## Exercise aim:
In the data below, rename every "Response:" to "Answer:" and leave everything else unchanged.

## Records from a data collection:

— START —

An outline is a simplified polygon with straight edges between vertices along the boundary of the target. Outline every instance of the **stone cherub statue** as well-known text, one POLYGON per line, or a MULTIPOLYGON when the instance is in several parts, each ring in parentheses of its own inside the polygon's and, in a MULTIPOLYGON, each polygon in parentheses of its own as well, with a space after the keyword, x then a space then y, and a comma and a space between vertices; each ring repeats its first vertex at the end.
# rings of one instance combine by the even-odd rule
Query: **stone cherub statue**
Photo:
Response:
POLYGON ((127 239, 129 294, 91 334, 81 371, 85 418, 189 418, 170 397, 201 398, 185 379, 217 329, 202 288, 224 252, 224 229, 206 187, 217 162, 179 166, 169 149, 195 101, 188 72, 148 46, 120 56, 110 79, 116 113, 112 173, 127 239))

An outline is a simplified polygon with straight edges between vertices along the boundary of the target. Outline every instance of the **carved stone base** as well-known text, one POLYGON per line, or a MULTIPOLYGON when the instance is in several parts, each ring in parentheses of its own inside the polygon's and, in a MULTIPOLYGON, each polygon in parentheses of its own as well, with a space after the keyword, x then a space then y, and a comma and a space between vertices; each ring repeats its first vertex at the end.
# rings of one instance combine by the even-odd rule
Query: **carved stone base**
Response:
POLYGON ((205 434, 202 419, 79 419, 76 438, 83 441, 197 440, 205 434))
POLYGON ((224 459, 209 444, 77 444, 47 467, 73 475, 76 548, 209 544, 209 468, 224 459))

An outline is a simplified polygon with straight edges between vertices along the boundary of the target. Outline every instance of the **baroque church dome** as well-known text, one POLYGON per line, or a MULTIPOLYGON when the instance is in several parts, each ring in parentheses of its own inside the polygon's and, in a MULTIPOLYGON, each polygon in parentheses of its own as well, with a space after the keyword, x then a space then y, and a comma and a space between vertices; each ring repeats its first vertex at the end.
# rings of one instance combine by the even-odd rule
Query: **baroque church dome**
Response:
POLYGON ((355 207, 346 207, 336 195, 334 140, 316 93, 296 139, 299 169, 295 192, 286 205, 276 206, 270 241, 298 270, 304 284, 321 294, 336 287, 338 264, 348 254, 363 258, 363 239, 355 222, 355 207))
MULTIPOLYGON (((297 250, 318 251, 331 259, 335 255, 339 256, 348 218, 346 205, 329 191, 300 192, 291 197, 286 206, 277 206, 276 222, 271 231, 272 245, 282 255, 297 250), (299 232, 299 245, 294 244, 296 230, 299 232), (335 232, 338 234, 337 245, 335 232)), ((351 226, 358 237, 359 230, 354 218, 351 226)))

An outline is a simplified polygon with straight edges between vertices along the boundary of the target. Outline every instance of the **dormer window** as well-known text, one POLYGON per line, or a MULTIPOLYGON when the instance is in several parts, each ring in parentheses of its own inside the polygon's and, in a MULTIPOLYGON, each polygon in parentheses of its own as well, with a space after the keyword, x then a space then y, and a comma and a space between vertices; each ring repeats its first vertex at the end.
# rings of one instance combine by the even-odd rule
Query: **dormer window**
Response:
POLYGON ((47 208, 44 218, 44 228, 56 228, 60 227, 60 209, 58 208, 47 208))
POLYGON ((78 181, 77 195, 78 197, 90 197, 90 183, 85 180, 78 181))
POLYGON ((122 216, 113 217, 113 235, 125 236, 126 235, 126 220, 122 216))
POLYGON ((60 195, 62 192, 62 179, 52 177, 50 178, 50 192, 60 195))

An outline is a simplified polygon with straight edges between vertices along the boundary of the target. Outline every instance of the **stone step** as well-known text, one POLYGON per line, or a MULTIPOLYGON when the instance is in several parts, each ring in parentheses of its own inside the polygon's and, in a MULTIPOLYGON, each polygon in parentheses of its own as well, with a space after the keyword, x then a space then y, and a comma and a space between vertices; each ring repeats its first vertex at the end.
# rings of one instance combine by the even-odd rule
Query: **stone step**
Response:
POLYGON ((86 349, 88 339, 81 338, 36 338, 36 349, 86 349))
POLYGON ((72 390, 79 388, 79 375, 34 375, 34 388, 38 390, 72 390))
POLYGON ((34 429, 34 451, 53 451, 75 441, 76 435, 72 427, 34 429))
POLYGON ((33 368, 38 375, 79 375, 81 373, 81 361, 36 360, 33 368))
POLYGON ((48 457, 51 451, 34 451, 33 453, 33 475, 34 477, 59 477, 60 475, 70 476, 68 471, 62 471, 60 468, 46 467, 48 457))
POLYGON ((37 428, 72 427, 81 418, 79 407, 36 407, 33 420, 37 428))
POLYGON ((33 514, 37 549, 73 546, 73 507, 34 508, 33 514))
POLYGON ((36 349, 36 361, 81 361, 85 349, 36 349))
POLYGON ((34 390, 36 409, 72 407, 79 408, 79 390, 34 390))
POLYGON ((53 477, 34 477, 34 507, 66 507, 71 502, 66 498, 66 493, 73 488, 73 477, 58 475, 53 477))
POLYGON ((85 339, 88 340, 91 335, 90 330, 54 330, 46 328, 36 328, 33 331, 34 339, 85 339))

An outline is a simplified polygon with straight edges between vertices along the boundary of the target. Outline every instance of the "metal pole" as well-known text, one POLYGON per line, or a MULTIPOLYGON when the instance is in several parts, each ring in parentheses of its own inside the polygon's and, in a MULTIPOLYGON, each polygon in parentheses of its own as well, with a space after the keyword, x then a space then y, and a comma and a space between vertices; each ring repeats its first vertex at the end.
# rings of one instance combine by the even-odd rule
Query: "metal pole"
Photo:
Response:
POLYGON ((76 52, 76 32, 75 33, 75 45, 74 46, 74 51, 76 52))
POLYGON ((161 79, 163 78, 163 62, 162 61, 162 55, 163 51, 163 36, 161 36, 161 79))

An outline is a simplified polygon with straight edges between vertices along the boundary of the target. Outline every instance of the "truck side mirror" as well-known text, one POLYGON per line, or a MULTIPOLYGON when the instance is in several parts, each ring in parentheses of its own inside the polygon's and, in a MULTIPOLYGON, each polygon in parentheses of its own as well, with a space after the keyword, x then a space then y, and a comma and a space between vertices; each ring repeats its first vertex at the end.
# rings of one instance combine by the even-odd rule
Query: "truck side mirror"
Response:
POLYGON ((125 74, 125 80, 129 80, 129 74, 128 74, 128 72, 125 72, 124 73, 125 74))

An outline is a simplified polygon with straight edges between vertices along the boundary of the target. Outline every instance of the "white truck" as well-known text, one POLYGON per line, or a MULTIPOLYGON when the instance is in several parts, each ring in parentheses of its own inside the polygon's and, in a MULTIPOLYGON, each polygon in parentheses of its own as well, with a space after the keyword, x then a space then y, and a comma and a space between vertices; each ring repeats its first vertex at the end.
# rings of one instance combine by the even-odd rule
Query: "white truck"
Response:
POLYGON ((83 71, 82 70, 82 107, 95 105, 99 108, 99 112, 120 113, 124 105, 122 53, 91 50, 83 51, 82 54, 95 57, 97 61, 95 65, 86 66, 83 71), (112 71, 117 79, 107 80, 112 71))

— END —

## Exercise answer:
An outline is a simplified polygon with straight edges between vertices along the boundary of the target. Outline every instance of the **stone cherub statue** as well-known text, one POLYGON per line, or a MULTIPOLYGON when the instance is in several parts, each ring in parentheses of its own inside the polygon's and, in a MULTIPOLYGON, each polygon in parentheses of its own as well, with a space after the keyword, x then a space then y, and a comma and a space between vertices; each ring repeats its first vertex at the end.
# rings of one instance combine by the even-odd rule
Query: **stone cherub statue**
Photo:
Answer:
POLYGON ((127 239, 129 294, 91 334, 81 371, 85 418, 189 418, 170 397, 201 398, 185 379, 217 329, 202 288, 224 252, 224 229, 206 187, 217 162, 179 166, 169 149, 195 101, 188 72, 148 46, 120 56, 110 79, 116 113, 112 173, 127 239))

An outline is a simplified polygon with straight edges between vertices along the boundary of the target. Outline every instance of the **carved stone base** as well-known text, one POLYGON per line, or a MULTIPOLYGON when the instance is in several parts, each ring in parentheses of its own inside the polygon's and, in a MULTIPOLYGON, each polygon in parentheses of its own as well, with a space after the keyword, x then a space then y, and a comma and a space between vertices; each ring repeats its first vertex at the end.
# rings of one instance combine by the even-odd rule
Query: **carved stone base**
Answer:
POLYGON ((205 434, 202 419, 79 419, 76 438, 83 441, 197 440, 205 434))
POLYGON ((224 459, 209 444, 77 444, 47 467, 73 475, 76 548, 209 544, 209 468, 224 459))

An outline is a simplified polygon with straight edges between vertices along the boundary of the target. Outline every instance of the **baroque church dome** as well-known text, one POLYGON per line, or a MULTIPOLYGON when the instance is in several parts, each ring in parentheses of its own inside the polygon's and, in a MULTIPOLYGON, each polygon in parentheses of its own as well, with a space after the keyword, x then a space then y, and a comma and a space between vertices; each ring repeats its first vertex at the end.
# rings of one instance combine by the even-odd rule
Query: **baroque church dome**
Answer:
POLYGON ((355 207, 346 207, 336 195, 334 140, 316 93, 296 139, 299 169, 295 192, 286 205, 276 206, 270 241, 298 270, 304 284, 321 294, 336 287, 338 264, 348 254, 363 258, 363 239, 355 222, 355 207))
MULTIPOLYGON (((297 250, 318 251, 331 259, 335 255, 339 256, 348 218, 346 205, 329 191, 300 192, 291 197, 286 206, 277 206, 276 222, 271 231, 272 245, 282 255, 297 250), (299 232, 299 245, 294 244, 296 230, 299 232), (335 232, 338 234, 337 245, 335 232)), ((351 226, 358 237, 359 230, 354 218, 351 226)))

An outline is a simplified polygon with straight edges between vertices along the boundary of the target. Outline every instance of the **dormer window** as well-known text, one POLYGON per line, or a MULTIPOLYGON when the instance is in several parts, each ring in parentheses of its own inside the polygon's and, in a MULTIPOLYGON, each polygon in parentheses of its own as well, with a space after the keyword, x then a space then y, and a comma and a space between vertices; each ring repeats its first vertex at the end.
# rings of one instance combine by the even-odd rule
Query: **dormer window**
Answer:
POLYGON ((47 208, 44 218, 44 228, 56 228, 60 227, 60 209, 58 208, 47 208))
POLYGON ((78 181, 77 195, 78 197, 90 197, 90 183, 85 180, 78 181))
POLYGON ((122 216, 113 217, 113 235, 125 236, 126 235, 126 220, 122 216))
POLYGON ((60 195, 62 192, 62 179, 52 177, 50 178, 50 192, 60 195))

An outline is a simplified polygon with straight edges between vertices along the boundary of the target. Outline every instance of the **stone step** as well-known text, one POLYGON per line, or a MULTIPOLYGON when the instance is in several parts, each ring in parentheses of its own inside the polygon's and, in a MULTIPOLYGON, each polygon in parentheses of its own as well, with a space after the keyword, x then a space then y, and a comma and a space between vertices; each ring repeats its first vertex at the end.
# rings of one instance combine by the even-odd rule
Query: **stone step**
Answer:
POLYGON ((86 349, 88 339, 81 338, 36 338, 36 349, 86 349))
POLYGON ((72 390, 79 388, 79 375, 34 375, 34 388, 38 390, 72 390))
POLYGON ((34 429, 34 451, 53 451, 75 441, 76 435, 72 427, 34 429))
POLYGON ((33 368, 38 375, 79 375, 81 373, 81 361, 36 360, 33 368))
POLYGON ((48 457, 51 451, 34 451, 33 453, 33 475, 34 477, 59 477, 60 475, 70 476, 68 471, 62 471, 60 468, 46 467, 48 457))
POLYGON ((37 428, 72 427, 81 418, 79 407, 36 407, 33 420, 37 428))
POLYGON ((33 514, 37 549, 73 546, 73 507, 34 508, 33 514))
POLYGON ((36 349, 36 361, 81 361, 85 349, 36 349))
POLYGON ((34 390, 36 409, 72 407, 79 408, 79 390, 34 390))
POLYGON ((53 477, 34 477, 34 507, 66 507, 71 502, 66 498, 66 493, 73 488, 73 477, 58 475, 53 477))
POLYGON ((85 339, 88 340, 91 335, 90 330, 54 330, 46 328, 36 328, 33 331, 34 339, 85 339))

An outline is a simplified polygon with straight edges between vertices along the boundary of the target. Outline every instance of the "metal pole" as well-known text, one POLYGON per line, or a MULTIPOLYGON when the instance is in several parts, each ring in parentheses of its own inside the polygon's and, in a MULTIPOLYGON, each polygon in parentheses of its own as well, with a space after the keyword, x then a space then y, and a comma and a space between vertices; each ring repeats its first vertex at the end.
# rings of one instance combine by the even-odd rule
Query: "metal pole"
Photo:
Answer:
POLYGON ((76 52, 76 32, 75 33, 75 45, 74 46, 74 51, 76 52))
POLYGON ((161 79, 163 78, 163 62, 162 61, 162 55, 163 51, 163 36, 161 36, 161 79))

An outline is a simplified polygon with straight edges between vertices along the boundary of the target. Outline every instance of the "truck side mirror" as well-known text, one POLYGON per line, or a MULTIPOLYGON when the instance is in several parts, each ring in parentheses of its own inside the polygon's and, in a MULTIPOLYGON, each polygon in parentheses of its own as well, with a space after the keyword, x then a space then y, and a comma and a space between vertices; each ring repeats its first vertex at the end.
# rings of one instance combine by the even-odd rule
Query: "truck side mirror"
Answer:
POLYGON ((125 74, 125 80, 129 80, 129 74, 128 74, 128 72, 125 72, 124 73, 125 74))

An outline is a simplified polygon with straight edges between vertices along the boundary of the target. Outline every instance of the "white truck" as well-known text, one POLYGON per line, or a MULTIPOLYGON when the instance is in several parts, each ring in parentheses of its own inside the polygon's and, in a MULTIPOLYGON, each polygon in parentheses of its own as well, with a space after the keyword, x then a space then y, and a comma and a space between vertices; each ring repeats its first vertex at the end.
# rings of one instance combine by the even-odd rule
Query: "white truck"
Answer:
POLYGON ((83 71, 82 70, 82 107, 95 105, 99 108, 99 112, 120 113, 124 105, 122 53, 91 50, 83 51, 82 54, 95 57, 97 61, 95 65, 86 66, 83 71), (112 71, 117 79, 107 80, 112 71))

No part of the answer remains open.